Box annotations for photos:
Begin
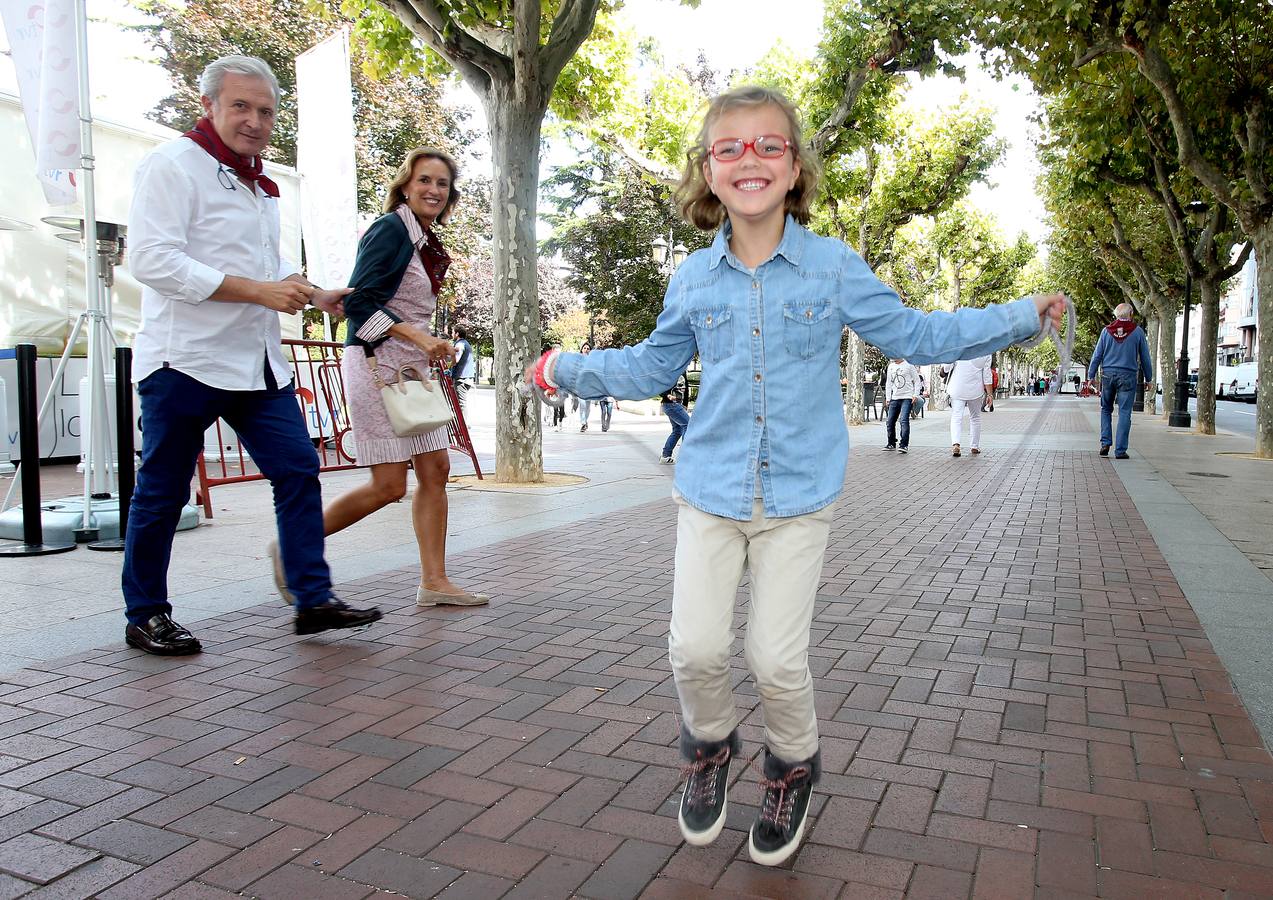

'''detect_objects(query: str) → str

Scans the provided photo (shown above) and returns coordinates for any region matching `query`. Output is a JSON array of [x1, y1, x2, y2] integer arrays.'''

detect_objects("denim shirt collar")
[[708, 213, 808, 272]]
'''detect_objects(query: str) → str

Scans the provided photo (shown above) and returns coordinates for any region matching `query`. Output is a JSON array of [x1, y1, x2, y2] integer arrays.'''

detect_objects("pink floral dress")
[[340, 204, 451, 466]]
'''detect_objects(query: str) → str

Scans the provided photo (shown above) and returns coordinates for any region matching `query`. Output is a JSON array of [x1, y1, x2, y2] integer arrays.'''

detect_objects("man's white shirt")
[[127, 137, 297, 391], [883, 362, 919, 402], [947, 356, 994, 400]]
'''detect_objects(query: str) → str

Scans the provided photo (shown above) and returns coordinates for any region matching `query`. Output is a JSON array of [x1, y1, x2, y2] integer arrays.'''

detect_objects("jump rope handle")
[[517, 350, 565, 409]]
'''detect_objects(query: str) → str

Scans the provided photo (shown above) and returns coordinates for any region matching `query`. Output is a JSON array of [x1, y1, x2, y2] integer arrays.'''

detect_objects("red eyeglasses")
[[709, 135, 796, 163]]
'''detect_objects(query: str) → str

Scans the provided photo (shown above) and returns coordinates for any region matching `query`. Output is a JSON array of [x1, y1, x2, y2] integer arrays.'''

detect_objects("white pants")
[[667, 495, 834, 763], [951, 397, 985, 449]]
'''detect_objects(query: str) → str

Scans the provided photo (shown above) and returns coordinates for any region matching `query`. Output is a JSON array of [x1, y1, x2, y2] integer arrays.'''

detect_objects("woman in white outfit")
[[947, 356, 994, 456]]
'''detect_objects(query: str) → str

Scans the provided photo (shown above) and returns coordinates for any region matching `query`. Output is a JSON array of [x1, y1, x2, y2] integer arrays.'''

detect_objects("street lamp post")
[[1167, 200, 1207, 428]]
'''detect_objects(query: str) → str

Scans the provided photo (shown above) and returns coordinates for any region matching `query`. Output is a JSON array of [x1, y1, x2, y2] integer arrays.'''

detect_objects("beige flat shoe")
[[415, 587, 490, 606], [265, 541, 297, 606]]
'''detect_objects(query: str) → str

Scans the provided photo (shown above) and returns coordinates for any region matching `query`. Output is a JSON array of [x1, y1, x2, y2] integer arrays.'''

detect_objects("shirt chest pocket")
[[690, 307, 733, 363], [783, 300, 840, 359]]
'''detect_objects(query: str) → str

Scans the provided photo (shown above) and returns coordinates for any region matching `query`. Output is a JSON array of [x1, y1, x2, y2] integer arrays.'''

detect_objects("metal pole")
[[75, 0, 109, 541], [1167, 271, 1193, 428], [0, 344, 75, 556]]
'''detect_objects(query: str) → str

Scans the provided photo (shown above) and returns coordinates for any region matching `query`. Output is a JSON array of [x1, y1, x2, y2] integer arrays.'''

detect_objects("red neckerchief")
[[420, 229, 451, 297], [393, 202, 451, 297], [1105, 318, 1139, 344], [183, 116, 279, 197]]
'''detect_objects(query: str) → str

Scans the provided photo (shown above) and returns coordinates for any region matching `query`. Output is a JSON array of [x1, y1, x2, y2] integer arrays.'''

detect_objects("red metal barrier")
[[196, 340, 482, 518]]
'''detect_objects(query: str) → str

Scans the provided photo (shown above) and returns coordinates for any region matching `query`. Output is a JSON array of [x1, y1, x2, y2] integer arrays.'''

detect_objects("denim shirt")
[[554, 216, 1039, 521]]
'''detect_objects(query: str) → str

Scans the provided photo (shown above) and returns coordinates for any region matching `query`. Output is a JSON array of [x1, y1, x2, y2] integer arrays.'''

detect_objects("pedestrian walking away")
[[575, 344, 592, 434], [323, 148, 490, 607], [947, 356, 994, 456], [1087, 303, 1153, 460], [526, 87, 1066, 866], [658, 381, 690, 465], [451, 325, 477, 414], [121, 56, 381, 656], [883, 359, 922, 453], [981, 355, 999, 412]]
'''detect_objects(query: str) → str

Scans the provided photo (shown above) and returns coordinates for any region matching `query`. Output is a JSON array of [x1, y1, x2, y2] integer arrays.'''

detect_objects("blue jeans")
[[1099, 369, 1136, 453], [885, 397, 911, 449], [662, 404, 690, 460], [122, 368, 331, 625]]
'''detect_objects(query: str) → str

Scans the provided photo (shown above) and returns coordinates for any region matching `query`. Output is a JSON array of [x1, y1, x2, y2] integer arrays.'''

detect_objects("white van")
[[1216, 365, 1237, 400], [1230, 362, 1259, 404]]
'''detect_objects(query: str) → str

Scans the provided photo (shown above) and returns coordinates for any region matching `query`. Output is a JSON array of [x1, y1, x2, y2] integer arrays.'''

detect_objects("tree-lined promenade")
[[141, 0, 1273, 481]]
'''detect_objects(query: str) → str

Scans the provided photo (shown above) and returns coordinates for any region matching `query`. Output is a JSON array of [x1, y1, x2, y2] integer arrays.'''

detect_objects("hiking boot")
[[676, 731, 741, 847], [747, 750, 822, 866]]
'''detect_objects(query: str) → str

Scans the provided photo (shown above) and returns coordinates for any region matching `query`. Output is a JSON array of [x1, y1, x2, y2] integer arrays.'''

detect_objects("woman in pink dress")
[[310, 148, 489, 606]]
End
**Stated task**.
Rewrite everything from the start of the records down to the line containing "[[708, 213, 808, 272]]", requests included, and offset every bounding-box coordinate in the answers by 70. Leave the pictures out of your answer.

**Result**.
'''detect_objects(query: str) → str

Scans the provided photo (shown above) and returns coordinates for any region matching `query`. Output is a JSON array of [x1, y1, x2, y2] integer arrays.'''

detect_objects("denim shirt collar")
[[778, 283, 878, 342]]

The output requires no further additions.